╭─ EXERCISE INPUT
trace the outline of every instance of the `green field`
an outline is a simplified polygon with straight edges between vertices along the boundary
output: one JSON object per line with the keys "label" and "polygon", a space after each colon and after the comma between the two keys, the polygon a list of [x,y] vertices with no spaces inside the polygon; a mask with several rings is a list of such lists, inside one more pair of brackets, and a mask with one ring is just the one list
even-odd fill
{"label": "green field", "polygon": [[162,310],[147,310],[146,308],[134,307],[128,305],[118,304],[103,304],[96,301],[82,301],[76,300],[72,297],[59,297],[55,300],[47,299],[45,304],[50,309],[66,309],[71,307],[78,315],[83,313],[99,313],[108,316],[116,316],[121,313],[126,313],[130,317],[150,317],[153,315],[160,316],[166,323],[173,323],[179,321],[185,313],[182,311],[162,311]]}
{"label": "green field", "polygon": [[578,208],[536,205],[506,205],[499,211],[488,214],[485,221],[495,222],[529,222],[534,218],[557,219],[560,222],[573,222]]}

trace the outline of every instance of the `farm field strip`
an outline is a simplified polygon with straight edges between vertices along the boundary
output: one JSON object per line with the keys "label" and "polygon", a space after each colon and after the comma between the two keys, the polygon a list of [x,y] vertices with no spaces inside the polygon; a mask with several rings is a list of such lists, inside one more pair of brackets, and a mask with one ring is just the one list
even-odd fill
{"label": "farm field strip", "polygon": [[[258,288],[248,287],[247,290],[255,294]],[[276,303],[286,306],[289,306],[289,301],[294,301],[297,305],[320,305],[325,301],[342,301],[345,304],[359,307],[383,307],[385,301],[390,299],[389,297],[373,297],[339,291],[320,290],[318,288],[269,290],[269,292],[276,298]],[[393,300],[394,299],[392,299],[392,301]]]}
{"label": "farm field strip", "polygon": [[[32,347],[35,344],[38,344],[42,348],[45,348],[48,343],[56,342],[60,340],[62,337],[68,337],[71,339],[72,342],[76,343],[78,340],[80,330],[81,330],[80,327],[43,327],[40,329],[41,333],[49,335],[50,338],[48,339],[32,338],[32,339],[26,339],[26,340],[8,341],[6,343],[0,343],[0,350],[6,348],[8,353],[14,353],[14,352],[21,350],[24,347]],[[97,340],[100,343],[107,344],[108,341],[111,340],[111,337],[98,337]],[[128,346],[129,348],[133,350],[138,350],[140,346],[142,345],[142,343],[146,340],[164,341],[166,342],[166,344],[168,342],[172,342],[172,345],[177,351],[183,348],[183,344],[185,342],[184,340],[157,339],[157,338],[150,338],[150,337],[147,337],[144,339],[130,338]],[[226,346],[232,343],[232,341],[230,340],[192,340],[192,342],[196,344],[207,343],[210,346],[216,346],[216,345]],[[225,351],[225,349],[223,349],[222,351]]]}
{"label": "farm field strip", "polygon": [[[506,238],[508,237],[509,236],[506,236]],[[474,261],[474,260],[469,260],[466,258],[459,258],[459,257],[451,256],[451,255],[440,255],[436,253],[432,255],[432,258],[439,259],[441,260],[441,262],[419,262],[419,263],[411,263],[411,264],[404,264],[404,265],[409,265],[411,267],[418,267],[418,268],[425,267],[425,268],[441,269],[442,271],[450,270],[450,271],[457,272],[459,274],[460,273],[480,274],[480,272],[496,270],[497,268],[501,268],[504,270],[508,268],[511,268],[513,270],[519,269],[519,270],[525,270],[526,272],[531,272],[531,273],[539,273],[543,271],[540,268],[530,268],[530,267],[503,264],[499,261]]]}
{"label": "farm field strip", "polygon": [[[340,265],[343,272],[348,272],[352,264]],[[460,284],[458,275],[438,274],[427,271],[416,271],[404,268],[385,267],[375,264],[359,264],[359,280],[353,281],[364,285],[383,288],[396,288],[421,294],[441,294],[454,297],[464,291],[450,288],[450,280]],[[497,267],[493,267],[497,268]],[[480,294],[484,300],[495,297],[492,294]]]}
╰─
Please transcribe all of the data above exactly.

[YOUR RESPONSE]:
trace the outline of every instance of the `green field`
an outline is a simplified polygon with straight edges between vertices along the boundary
output: one JSON object per line with the keys "label" and "polygon", a space after each colon and after the comma between the two keys, the polygon a list of [x,y] vertices with no spaces inside the polygon; a mask with several rings is a list of such lists, inside one more pair of brackets, and a mask with one ring is just the one list
even-odd fill
{"label": "green field", "polygon": [[162,310],[147,310],[146,308],[134,307],[128,305],[118,304],[103,304],[96,301],[82,301],[76,300],[72,297],[59,297],[55,300],[47,299],[45,304],[50,309],[66,309],[71,307],[78,315],[83,313],[99,313],[108,316],[116,316],[121,313],[126,313],[130,317],[150,317],[153,315],[160,316],[166,323],[173,323],[179,321],[185,313],[182,311],[162,311]]}
{"label": "green field", "polygon": [[578,208],[536,205],[506,205],[499,211],[488,214],[485,221],[495,222],[529,222],[534,218],[557,219],[560,222],[573,222]]}

trace the outline of every instance of the `farm field strip`
an outline is a simplified polygon with straight edges between vertices along the boundary
output: one JSON object per line with the keys "label" and "polygon", a space after each colon and after the comma between the two keys, the polygon a list of [x,y] vertices with no spaces inside the polygon; a mask with several rings is a list of such lists, inside one more pair of brackets, and a mask with one ring is just the one list
even-odd fill
{"label": "farm field strip", "polygon": [[[258,288],[248,287],[247,290],[255,294]],[[276,303],[286,306],[289,306],[289,301],[294,301],[297,305],[320,305],[325,301],[342,301],[345,304],[359,307],[383,307],[385,301],[390,299],[389,297],[373,297],[339,291],[320,290],[318,288],[269,290],[269,292],[276,298]],[[393,300],[394,299],[392,299],[392,301]]]}
{"label": "farm field strip", "polygon": [[[32,347],[35,344],[38,344],[42,348],[45,348],[48,343],[56,342],[60,340],[62,337],[68,337],[71,339],[72,342],[76,343],[78,340],[80,330],[81,330],[80,327],[43,327],[40,329],[41,333],[49,335],[50,338],[48,339],[32,338],[32,339],[26,339],[26,340],[8,341],[6,343],[0,343],[0,350],[6,348],[8,353],[14,353],[14,352],[21,350],[24,347]],[[97,340],[100,343],[107,344],[108,341],[111,340],[111,337],[98,337]],[[128,346],[129,348],[133,350],[138,350],[140,346],[142,345],[142,343],[146,340],[164,341],[166,342],[166,344],[168,342],[172,342],[172,345],[177,351],[183,348],[183,344],[185,342],[184,340],[157,339],[157,338],[150,338],[150,337],[147,337],[144,339],[130,338]],[[226,346],[232,343],[232,341],[230,340],[192,340],[192,342],[196,344],[207,343],[210,346],[216,346],[216,345]],[[225,351],[225,349],[223,349],[222,351]]]}
{"label": "farm field strip", "polygon": [[[506,238],[508,237],[509,236],[506,236]],[[474,261],[474,260],[469,260],[466,258],[459,258],[459,257],[451,256],[451,255],[440,255],[436,253],[432,255],[432,258],[439,259],[441,260],[441,262],[419,262],[419,263],[411,263],[411,264],[404,264],[404,265],[409,265],[411,267],[418,267],[418,268],[425,267],[425,268],[441,269],[442,271],[450,270],[450,271],[457,272],[459,274],[460,273],[480,274],[480,272],[496,270],[497,268],[501,268],[504,270],[508,268],[511,268],[513,270],[519,269],[519,270],[525,270],[526,272],[531,272],[531,273],[539,273],[543,271],[540,268],[530,268],[530,267],[503,264],[499,261]]]}
{"label": "farm field strip", "polygon": [[[340,265],[343,272],[348,272],[352,264]],[[460,284],[458,275],[438,274],[427,271],[416,271],[404,268],[385,267],[375,264],[359,264],[359,280],[353,281],[364,285],[383,288],[396,288],[421,294],[441,294],[454,297],[464,291],[450,288],[450,280]],[[497,267],[493,267],[497,268]],[[480,294],[484,300],[495,297],[492,294]]]}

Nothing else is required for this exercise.